- **INPUT RECORDS**
________________________________________

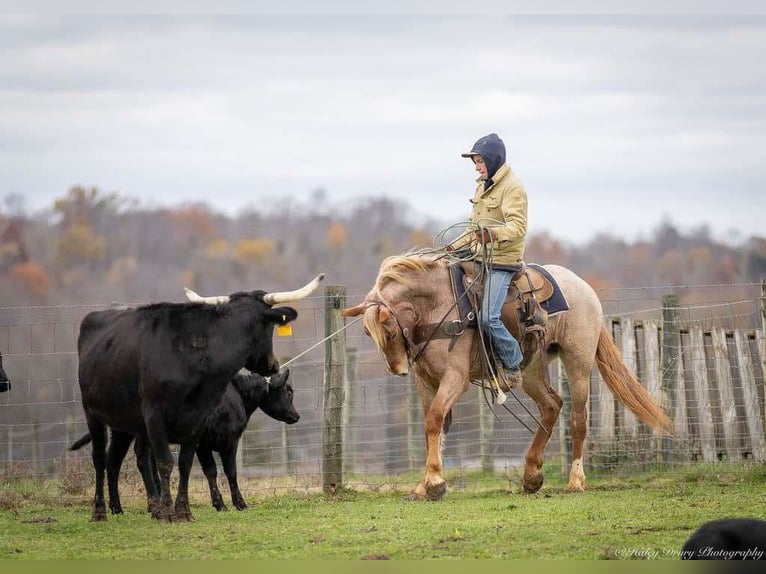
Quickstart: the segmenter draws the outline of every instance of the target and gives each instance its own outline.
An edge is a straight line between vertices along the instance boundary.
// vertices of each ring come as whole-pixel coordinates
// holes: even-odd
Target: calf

________________________________________

- **TASK TO CARRY OUT**
An exact transcription of all the entries is required, without the pictures.

- **RESPONSE**
Quickstart: the segmenter draws the outline of every instance of the target and gives each instance its own outline.
An edge is a straight line between vertices along the instance boundary.
// vertices of each ring come as whole-pixel coordinates
// holes: even-odd
Target: calf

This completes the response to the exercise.